## BEGIN INFORMATION GIVEN

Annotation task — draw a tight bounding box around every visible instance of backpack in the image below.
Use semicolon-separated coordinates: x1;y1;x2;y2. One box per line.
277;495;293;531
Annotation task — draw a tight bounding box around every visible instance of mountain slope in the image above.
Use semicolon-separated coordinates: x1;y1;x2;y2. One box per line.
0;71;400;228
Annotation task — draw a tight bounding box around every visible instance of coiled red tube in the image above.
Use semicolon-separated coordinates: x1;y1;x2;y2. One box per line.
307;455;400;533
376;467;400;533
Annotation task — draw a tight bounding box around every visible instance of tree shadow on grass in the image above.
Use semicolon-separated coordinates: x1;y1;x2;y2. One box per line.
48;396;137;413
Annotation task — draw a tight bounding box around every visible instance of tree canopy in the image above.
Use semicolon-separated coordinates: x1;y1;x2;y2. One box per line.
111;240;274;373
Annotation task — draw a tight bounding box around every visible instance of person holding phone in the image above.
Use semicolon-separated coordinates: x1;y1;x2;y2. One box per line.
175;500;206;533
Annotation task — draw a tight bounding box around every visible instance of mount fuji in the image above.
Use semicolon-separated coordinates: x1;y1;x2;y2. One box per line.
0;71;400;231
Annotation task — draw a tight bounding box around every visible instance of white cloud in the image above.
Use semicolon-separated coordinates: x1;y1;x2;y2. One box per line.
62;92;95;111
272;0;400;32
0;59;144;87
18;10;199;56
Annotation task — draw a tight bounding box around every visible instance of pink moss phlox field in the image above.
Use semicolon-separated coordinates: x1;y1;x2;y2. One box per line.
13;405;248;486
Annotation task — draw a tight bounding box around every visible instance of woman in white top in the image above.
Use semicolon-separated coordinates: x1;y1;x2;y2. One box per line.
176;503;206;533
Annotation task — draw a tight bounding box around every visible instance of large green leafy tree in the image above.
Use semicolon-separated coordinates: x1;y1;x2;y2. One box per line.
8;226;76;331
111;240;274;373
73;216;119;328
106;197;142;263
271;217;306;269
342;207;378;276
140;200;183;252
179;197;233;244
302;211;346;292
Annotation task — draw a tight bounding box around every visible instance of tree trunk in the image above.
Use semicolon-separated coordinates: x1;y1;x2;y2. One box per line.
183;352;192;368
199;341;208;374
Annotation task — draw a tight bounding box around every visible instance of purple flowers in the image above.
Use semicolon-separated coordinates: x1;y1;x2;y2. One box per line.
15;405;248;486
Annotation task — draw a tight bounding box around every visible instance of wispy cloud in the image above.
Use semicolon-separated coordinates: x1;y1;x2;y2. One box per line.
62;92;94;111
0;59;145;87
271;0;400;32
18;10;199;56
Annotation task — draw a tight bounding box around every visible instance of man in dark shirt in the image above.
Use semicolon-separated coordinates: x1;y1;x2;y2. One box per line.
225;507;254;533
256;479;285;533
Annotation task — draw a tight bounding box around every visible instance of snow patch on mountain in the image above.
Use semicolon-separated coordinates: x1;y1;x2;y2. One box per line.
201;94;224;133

## END INFORMATION GIVEN

### WHAT YOU ARE ASKED TO DO
Reproduce every line of the listing above, switching "Annotation task" to "Labeling task" wherever it occurs. Leave all other text and every coordinate line unchanged.

### EXPECTED ANSWER
Labeling task — draw a tight bounding box around every visible instance of backpack in the image below.
Use semicolon-separated coordinates: x1;y1;x2;y2. One box per line.
277;495;293;531
Labeling task — draw a tight bounding box around every visible instance of mountain slope in the image above.
Use semicolon-separated coordinates: x1;y1;x2;y2. One box per line.
0;71;400;228
Labeling task — draw a tight bounding box around every visible instance of coiled red tube in the image above.
Use semicolon-separated coordinates: x1;y1;x2;y2. One box per line.
307;455;400;533
376;467;400;533
Labeling task — draw a tight bounding box around every visible instance of tree shadow on grass in the image above.
Use semicolon-separated coordinates: x1;y1;x2;y2. One box per line.
48;396;137;413
Labeling task — draw a tight bounding box around every visible instance of tree canopy in the image above.
Use semicolon-separated coordinates: x1;y1;x2;y2. One box per line.
111;240;274;373
Labeling task — draw a tight bounding box around every visible instance of person holding phone in the image above.
Use semicolon-separated coordinates: x1;y1;x2;y2. One box per line.
175;500;206;533
Labeling task — draw a tight bounding box around every visible instance of mount fuji in the image above.
Use semicolon-separated coordinates: x1;y1;x2;y2. One box per line.
0;71;400;231
Labeling task — draw a tight bounding box around every visible instance of white cloud in the image above.
Use semicolon-separated coordinates: x1;y1;x2;y2. One box per line.
62;92;95;111
272;0;400;32
0;59;144;87
18;10;199;56
Labeling task — draw a tight bounding box around every visible instance of pink moss phlox field in the image above.
Use semicolon-separated coordinates: x1;y1;x2;y2. One box per line.
13;405;248;486
Labeling task — draw a tight bounding box around every visible instance of woman in white top in the image above.
Use semicolon-separated coordinates: x1;y1;x2;y2. One box per line.
176;503;206;533
Labeling task — draw a tight bounding box around every visible instance of large green leafy tree in the image above.
Use semicolon-separated coordinates: x1;y1;x2;y2. One box per line.
8;226;76;331
111;240;274;373
73;216;119;328
106;197;142;263
271;217;306;269
342;207;378;276
140;200;183;252
179;197;233;244
302;211;346;292
Labeling task — draw a tight bounding box around every visible instance of tree trunk in the image above.
Use semicolon-separated coordinates: x1;y1;x2;y2. One box per line.
183;352;192;368
199;341;208;374
Labeling task — draw a tight bounding box around every visible instance of purple flowers in the image above.
Use semicolon-separated coordinates: x1;y1;x2;y2. One box per line.
15;405;248;486
Labeling task — draw a tight bounding box around every visible instance of wispy cloud in the image above.
Use semicolon-separated coordinates: x1;y1;x2;y2. One box per line.
62;92;94;111
0;59;145;87
271;0;400;32
18;10;199;56
Labeling task — draw a tight bounding box around every visible instance of man in dark shirt in the image above.
Use semicolon-separated coordinates: x1;y1;x2;y2. One box per line.
225;507;254;533
256;479;285;533
Labeling task — draw a tight bounding box around every visible instance of snow patch on mountain in the image above.
Use semicolon-separated coordinates: x1;y1;x2;y2. One box per line.
201;94;224;133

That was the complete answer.